» PROBLEMS AND TASKS
• 1. Answer these questions using the passage on mortgage rescue schemes.
(a) By what names are schemes run by private firms or individuals known?
(b) What organization does the passage name as a source of debt advice?
(c) What benefit may you not be entitled to if you sell your home but keep living there and paying rent?
• 2. Retype the part of the passage on mortgage rescue schemes that begins at the words "If you're thinking" and stops after "by how much?".
• 3. List every topic that the passage on mortgage rescue schemes says this page covers.

» READING PASSAGE
□ □ □ □ □ □ □
Mortgage rescue schemes are different from schemes run by private firms or individuals. Schemes run by private firms or individuals are known as sale and rent back, buy back or sale and lease back schemes.
For more information about sale and rent back schemes run by private firms, see Sale and rent back schemes.
A mortgage rescue scheme may be the right option for you, as long as you check the terms and conditions of the scheme very carefully. You need to understand exactly what you are signing up to, and how this will affect your housing and financial situation in the long-term.
On this page, we tell you about:
- what to look out for before signing up to a mortgage rescue scheme
- schemes run by social housing landlords, such as a local authority or housing association
- other options you may have for dealing with your mortgage debts.
If you’re having serious difficulties paying your mortgage, for example, if you’ve started getting letters from your mortgage lender threatening court action, you should get help from an experienced debt adviser straight away.
You can get debt advice from a Citizens Advice Bureau. To search for details of your nearest CAB, including those that can give advice by e-mail, click on nearest CAB.
You might also find it helpful to look at What happens if your mortgage lender takes you to court.
If you're thinking about signing up to a mortgage rescue scheme, there are some things you should look out for. These include:
- what type of tenancy is being offered? If it's a tenancy which only lasts a certain period of time to start with, can it be renewed after that and when can the landlord take court action to evict you?
- how is the rent set, including how often will it go up and by how much?
- what are the responsibilities and obligations of both the landlord and tenant?
- can shares in the property be bought back if your financial position improves?
You should also bear in mind that if you sell your home but continue to live there and pay rent, you may not be entitled to Housing Benefit.
□ □ □ □ □ □ □
Saved data entries
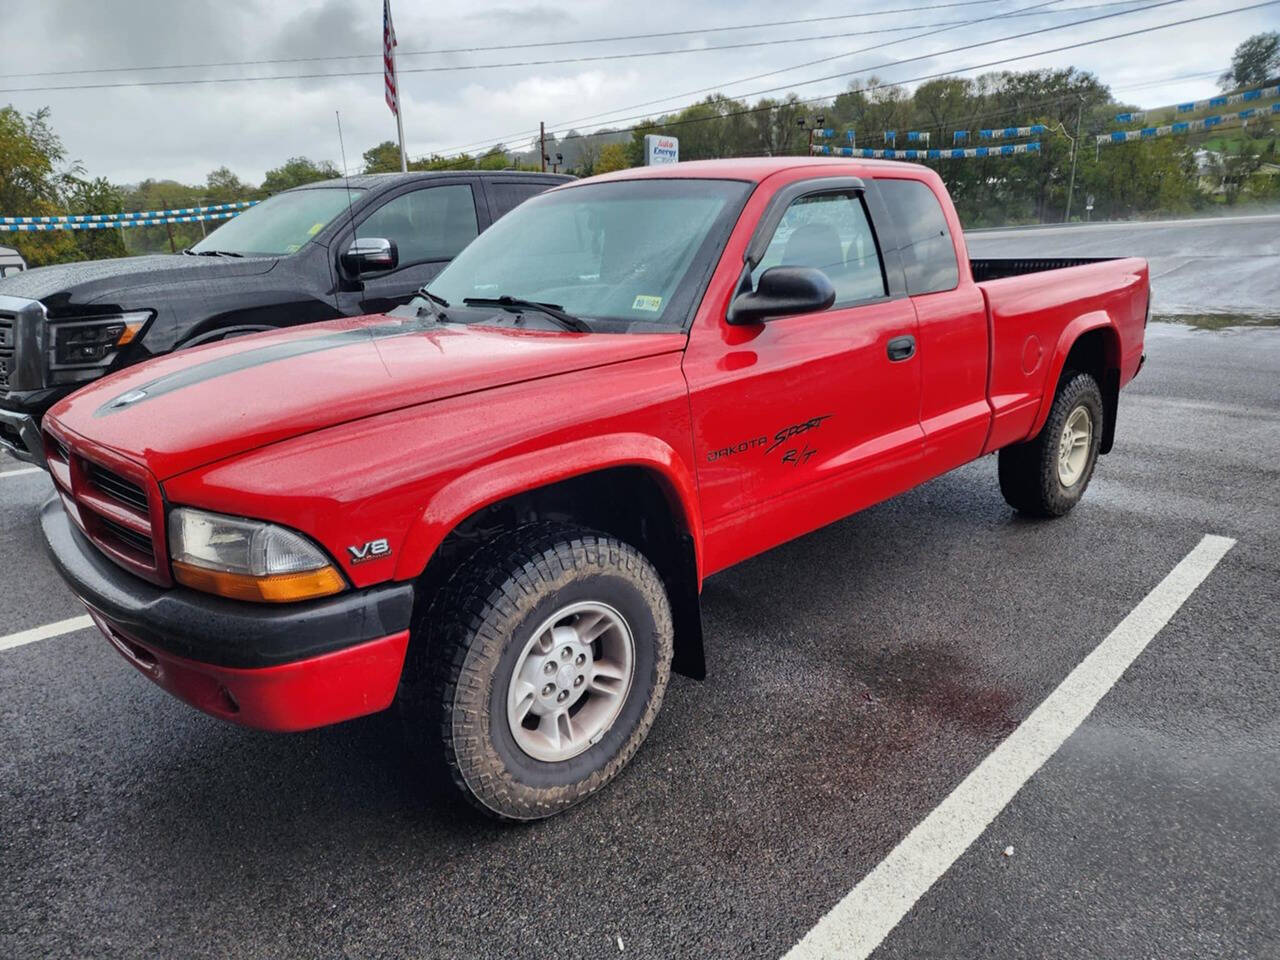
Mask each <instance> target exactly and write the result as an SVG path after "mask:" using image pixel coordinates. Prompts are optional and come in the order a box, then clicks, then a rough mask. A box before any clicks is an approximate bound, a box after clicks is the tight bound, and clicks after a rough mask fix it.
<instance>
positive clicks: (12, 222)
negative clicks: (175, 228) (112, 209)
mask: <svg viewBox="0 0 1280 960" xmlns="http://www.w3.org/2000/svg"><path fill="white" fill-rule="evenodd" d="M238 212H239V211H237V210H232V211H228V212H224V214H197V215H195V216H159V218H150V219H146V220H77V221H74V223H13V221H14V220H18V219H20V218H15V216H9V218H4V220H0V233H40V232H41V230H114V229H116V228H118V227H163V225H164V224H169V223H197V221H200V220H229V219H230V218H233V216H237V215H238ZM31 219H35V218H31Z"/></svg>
□ □ □ □ □ □ □
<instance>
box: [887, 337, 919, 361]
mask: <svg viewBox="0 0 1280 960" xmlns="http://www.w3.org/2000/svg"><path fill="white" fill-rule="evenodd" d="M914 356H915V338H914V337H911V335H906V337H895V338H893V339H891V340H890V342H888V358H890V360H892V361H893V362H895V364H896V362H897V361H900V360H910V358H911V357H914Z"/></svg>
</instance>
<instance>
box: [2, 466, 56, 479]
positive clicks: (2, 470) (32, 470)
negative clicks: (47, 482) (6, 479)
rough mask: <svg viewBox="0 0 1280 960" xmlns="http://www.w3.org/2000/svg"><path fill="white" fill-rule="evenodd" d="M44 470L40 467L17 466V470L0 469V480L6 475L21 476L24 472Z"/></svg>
□ □ □ □ □ □ □
» PER-TASK ANSWERS
• 1.
(a) Sale and rent back, buy back or sale and lease back schemes.
(b) A Citizens Advice Bureau.
(c) Housing Benefit.

• 2.
If you're thinking about signing up to a mortgage rescue scheme, there are some things you should look out for. These include:
- what type of tenancy is being offered? If it's a tenancy which only lasts a certain period of time to start with, can it be renewed after that and when can the landlord take court action to evict you?
- how is the rent set, including how often will it go up and by how much?

• 3.
- what to look out for before signing up to a mortgage rescue scheme
- schemes run by social housing landlords, such as a local authority or housing association
- other options you may have for dealing with your mortgage debts